● Exercise
Rewrite the data from the line with "Locate the flower in" up to and including the line with "Locate the flower head", keeping the requests and offsetting every pixel coordinate in the answers by -53. Give only those lines.

● Excerpted data
:::

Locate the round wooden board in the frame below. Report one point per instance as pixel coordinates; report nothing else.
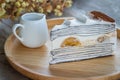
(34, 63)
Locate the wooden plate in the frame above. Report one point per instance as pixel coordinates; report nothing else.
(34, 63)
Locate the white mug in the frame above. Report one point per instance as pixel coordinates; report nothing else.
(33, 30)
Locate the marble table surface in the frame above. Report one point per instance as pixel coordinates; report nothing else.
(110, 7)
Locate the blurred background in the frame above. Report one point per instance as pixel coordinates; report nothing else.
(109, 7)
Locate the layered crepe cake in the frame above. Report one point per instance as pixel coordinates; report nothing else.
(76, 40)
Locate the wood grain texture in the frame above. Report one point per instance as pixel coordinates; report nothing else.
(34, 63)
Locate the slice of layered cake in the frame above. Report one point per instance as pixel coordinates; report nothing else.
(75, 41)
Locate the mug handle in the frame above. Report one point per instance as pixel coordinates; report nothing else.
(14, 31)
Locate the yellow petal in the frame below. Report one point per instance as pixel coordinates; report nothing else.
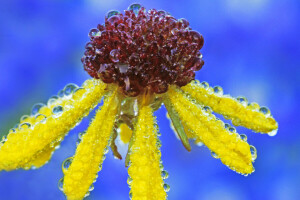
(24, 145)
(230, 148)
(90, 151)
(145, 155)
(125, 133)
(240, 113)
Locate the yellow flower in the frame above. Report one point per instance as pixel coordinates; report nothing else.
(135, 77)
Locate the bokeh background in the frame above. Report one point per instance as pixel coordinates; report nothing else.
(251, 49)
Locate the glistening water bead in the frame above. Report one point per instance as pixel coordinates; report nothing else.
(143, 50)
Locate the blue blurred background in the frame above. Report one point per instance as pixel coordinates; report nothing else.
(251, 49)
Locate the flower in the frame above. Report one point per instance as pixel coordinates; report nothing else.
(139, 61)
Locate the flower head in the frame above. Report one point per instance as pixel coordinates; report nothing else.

:::

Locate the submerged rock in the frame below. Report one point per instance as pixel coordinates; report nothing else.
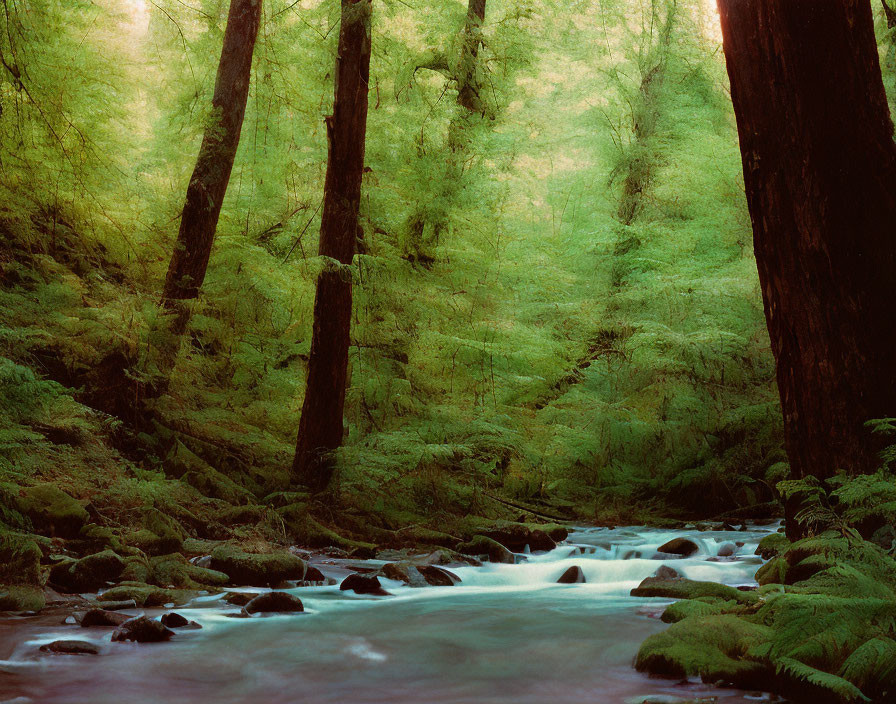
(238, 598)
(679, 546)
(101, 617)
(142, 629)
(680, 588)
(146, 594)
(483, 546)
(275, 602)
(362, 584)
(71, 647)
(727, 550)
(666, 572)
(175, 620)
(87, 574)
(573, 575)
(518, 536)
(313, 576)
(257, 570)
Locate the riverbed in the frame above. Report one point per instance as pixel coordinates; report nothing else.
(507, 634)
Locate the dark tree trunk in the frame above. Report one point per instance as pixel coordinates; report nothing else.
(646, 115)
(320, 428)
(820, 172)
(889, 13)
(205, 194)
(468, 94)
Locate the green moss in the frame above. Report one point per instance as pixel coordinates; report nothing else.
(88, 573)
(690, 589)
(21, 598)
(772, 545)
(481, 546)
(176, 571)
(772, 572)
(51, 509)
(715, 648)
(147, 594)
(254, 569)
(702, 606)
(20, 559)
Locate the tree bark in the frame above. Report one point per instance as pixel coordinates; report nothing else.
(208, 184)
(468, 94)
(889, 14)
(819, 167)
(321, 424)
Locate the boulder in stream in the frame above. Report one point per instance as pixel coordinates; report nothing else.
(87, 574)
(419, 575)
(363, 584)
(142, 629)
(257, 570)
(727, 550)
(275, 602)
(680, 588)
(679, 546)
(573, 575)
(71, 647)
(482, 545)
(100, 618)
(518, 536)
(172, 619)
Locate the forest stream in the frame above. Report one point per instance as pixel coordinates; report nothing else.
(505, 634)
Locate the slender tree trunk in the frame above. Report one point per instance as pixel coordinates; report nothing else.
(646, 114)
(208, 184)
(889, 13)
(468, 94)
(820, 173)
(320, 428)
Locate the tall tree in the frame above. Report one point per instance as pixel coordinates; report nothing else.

:::

● Task response
Locate the flower in the frame above. Report one point per instance as pixel coordinates; report nothing else.
(86, 8)
Locate the flower head in the frame above. Report one point per instance as pixel coordinates; report nothing else.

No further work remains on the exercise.